* start *

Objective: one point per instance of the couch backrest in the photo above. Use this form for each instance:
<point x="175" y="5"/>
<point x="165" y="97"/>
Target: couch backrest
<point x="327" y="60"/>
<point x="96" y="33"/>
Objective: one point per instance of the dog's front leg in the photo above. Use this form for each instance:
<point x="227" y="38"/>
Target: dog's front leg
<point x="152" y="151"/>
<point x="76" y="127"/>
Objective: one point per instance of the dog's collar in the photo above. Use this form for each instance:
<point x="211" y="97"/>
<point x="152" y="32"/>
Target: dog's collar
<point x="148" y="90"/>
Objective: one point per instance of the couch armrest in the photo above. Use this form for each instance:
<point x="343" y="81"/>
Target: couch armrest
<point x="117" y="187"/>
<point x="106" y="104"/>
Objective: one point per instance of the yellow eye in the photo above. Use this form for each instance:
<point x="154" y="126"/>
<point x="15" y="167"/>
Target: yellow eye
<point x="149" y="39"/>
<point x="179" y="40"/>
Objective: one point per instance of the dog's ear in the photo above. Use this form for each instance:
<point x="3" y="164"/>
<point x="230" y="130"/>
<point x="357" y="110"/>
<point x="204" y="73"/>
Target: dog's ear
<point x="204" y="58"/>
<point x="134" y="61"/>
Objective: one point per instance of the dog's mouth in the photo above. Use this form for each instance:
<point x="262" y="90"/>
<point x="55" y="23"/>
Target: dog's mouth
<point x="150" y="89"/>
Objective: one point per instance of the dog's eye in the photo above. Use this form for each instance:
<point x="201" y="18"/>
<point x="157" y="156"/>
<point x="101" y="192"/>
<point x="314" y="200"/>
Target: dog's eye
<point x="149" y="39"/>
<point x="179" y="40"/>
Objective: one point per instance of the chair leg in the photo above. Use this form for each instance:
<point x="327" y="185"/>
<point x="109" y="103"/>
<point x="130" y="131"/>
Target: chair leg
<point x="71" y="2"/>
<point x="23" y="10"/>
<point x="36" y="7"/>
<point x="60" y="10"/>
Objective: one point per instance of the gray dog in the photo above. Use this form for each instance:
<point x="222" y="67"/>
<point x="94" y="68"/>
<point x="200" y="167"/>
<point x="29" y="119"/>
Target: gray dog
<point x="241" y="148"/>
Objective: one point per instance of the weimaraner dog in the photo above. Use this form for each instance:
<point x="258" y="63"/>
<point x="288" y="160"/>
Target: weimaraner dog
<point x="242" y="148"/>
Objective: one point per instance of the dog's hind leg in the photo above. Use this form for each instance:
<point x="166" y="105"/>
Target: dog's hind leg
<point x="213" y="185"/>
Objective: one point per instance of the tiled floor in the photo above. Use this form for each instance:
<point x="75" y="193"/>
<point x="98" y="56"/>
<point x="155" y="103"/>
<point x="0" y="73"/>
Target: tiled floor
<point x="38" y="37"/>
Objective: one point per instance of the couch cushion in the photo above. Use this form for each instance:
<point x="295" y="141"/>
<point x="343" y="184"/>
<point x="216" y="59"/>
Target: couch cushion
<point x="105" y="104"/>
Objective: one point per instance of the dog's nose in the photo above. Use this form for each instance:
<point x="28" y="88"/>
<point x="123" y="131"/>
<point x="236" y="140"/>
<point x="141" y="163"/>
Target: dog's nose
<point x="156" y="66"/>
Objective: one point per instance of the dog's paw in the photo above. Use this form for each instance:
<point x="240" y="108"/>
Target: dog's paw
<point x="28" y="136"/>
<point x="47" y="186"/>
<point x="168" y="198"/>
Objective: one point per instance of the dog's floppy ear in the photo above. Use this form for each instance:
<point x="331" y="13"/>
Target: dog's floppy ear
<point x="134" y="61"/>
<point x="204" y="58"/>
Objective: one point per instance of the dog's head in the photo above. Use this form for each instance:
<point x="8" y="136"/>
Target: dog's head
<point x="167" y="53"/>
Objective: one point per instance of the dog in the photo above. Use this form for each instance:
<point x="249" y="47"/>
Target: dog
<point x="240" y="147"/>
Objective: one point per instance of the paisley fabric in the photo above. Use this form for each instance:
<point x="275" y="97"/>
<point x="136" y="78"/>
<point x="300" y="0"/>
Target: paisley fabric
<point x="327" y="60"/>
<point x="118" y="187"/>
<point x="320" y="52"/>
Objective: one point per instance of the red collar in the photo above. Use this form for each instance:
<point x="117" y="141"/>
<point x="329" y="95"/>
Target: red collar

* end *
* start *

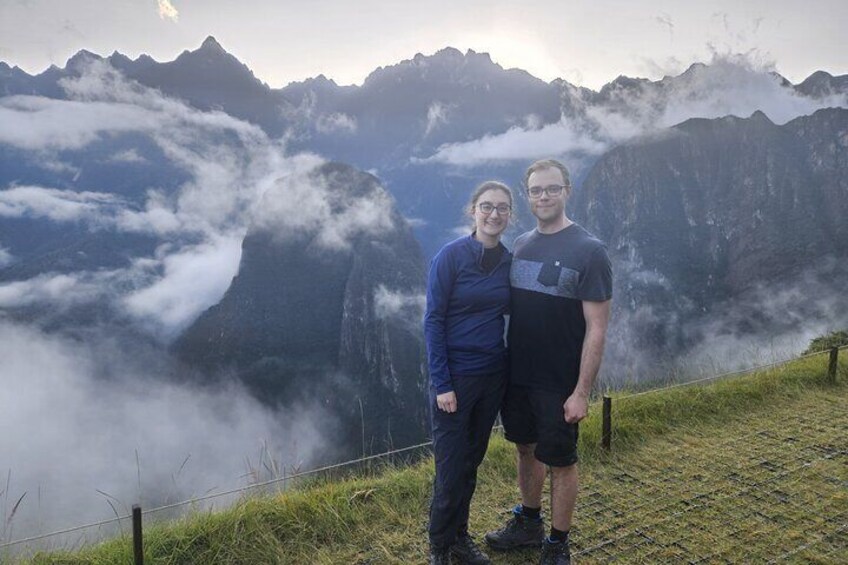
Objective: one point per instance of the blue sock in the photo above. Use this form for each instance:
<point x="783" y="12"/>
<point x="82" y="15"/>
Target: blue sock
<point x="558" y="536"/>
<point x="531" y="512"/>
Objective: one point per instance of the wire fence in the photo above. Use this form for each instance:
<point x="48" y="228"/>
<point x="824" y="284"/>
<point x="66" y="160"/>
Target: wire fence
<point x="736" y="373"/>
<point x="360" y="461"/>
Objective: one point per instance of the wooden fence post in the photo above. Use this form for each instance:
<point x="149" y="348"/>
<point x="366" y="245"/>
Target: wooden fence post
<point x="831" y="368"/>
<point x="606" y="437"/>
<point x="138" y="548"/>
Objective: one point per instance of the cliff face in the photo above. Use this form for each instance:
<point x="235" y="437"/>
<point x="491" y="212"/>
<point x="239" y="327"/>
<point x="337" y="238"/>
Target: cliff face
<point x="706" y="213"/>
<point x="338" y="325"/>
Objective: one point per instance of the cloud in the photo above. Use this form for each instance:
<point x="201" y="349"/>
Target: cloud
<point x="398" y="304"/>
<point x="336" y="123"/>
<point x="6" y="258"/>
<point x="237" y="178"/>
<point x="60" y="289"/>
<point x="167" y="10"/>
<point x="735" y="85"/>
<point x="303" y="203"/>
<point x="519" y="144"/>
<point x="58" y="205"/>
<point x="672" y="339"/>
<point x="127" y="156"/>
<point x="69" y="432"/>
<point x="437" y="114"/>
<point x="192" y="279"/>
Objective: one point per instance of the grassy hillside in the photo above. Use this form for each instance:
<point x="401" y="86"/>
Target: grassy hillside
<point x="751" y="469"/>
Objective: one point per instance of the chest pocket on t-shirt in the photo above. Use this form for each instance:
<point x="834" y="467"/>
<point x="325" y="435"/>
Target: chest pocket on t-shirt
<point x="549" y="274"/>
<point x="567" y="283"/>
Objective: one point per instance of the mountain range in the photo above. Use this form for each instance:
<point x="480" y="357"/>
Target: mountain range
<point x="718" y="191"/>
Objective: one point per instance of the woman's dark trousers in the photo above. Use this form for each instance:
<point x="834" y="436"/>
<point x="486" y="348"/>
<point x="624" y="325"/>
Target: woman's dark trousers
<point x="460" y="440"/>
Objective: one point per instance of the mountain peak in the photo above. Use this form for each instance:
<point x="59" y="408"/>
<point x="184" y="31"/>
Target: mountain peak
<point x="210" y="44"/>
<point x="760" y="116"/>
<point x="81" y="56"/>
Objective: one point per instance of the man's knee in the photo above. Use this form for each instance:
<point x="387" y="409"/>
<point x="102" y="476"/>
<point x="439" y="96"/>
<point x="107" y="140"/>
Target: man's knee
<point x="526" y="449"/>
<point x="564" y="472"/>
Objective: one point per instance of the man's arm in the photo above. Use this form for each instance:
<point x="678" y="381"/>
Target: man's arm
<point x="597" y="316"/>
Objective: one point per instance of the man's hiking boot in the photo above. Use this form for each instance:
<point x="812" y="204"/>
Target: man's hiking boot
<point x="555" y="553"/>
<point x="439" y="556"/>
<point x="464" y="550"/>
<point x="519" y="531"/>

* end *

→ **TASK INSTRUCTIONS**
List every line of the material above that contains the word "hiking".

→ **TASK RESULT**
Objective: one point per instance of the man's hiking boot in the photo above. Use this form for each instance:
Target: man's hiking boot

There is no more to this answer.